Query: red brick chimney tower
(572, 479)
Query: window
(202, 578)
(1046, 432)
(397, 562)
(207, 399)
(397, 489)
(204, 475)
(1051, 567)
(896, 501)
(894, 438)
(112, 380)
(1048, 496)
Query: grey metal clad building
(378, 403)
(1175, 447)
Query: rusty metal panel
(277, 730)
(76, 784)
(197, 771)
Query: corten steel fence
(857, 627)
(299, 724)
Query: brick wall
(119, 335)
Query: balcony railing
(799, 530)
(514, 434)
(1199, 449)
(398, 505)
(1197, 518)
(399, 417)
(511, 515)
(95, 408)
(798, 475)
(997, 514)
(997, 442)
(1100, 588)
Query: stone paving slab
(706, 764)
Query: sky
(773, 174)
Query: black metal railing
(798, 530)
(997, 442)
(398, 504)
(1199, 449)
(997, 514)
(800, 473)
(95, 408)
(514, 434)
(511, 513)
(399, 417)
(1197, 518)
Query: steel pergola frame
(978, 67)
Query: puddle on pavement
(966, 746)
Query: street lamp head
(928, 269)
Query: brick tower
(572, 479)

### Set task
Could you render every line of the items above as a JSON list of strings, one string per line, leaving out any blank lines?

### The output
[
  "Query: red brick chimney tower",
  "(572, 479)",
  "Query: window",
  "(202, 578)",
  "(1046, 432)",
  "(397, 562)",
  "(207, 399)",
  "(397, 489)",
  "(204, 475)",
  "(1051, 567)",
  "(896, 501)",
  "(894, 438)",
  "(112, 380)",
  "(1048, 496)",
  "Query: grey metal clad building",
  "(378, 403)",
  "(1175, 447)",
  "Query: rusty metal panel",
  "(277, 730)",
  "(76, 784)",
  "(197, 771)",
  "Query: corten steel fence",
  "(857, 627)",
  "(299, 724)",
  "Query: brick wall",
  "(119, 335)",
  "Query: balcony railing",
  "(799, 530)",
  "(514, 434)",
  "(1199, 449)",
  "(398, 505)",
  "(1197, 518)",
  "(399, 417)",
  "(511, 515)",
  "(95, 408)",
  "(798, 475)",
  "(997, 514)",
  "(997, 442)",
  "(1100, 588)",
  "Query: stone paving slab",
  "(706, 764)",
  "Query: sky",
  "(773, 174)",
  "Query: black metal railing",
  "(798, 530)",
  "(997, 442)",
  "(398, 504)",
  "(1199, 449)",
  "(997, 514)",
  "(800, 473)",
  "(95, 408)",
  "(514, 434)",
  "(511, 513)",
  "(399, 417)",
  "(1197, 518)",
  "Query: steel pergola frame",
  "(978, 67)",
  "Query: puddle on pavement",
  "(966, 746)",
  "Query: street lamp head",
  "(928, 269)",
  "Query: brick tower",
  "(572, 479)"
]